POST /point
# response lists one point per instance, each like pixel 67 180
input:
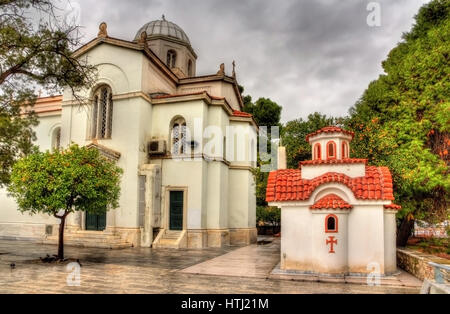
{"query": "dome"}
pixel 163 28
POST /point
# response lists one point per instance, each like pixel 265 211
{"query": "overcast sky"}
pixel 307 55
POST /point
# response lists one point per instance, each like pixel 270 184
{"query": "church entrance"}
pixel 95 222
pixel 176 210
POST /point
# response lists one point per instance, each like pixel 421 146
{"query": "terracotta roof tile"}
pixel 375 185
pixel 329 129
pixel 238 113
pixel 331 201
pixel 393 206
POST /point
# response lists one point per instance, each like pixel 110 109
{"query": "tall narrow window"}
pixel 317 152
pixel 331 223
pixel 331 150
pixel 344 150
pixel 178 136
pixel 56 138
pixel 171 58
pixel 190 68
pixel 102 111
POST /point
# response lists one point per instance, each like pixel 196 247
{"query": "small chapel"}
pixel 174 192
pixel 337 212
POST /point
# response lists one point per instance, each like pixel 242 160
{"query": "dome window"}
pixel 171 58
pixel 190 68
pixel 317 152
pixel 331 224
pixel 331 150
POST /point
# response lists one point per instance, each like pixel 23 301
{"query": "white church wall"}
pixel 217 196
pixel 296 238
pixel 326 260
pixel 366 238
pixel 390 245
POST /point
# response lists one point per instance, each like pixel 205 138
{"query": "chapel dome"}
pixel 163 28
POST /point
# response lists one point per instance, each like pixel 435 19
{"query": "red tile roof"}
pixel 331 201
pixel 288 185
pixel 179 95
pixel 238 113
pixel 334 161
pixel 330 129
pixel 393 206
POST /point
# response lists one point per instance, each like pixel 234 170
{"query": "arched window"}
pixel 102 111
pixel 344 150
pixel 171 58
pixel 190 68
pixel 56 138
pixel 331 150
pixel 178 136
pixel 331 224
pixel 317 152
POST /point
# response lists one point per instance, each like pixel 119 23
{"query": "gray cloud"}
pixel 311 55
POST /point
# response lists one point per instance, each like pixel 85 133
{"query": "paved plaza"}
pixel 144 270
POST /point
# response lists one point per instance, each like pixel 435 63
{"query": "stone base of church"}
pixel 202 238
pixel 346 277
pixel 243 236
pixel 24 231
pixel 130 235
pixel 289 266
***
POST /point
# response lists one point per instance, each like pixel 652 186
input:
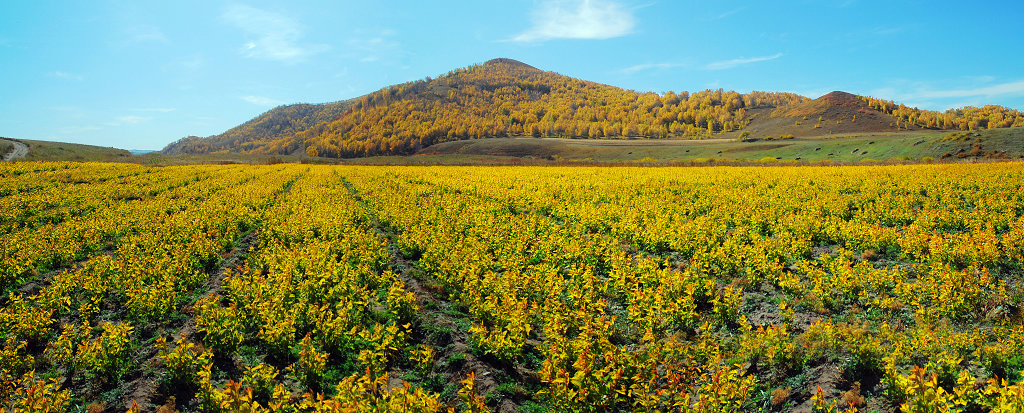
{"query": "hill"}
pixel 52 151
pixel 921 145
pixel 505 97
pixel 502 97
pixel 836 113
***
* SET EXERCISE *
Pick out each row above that contains the string "tile" and copy those rows in full.

* RESULT BELOW *
{"query": "terracotta roof tile"}
{"query": "red tile roof"}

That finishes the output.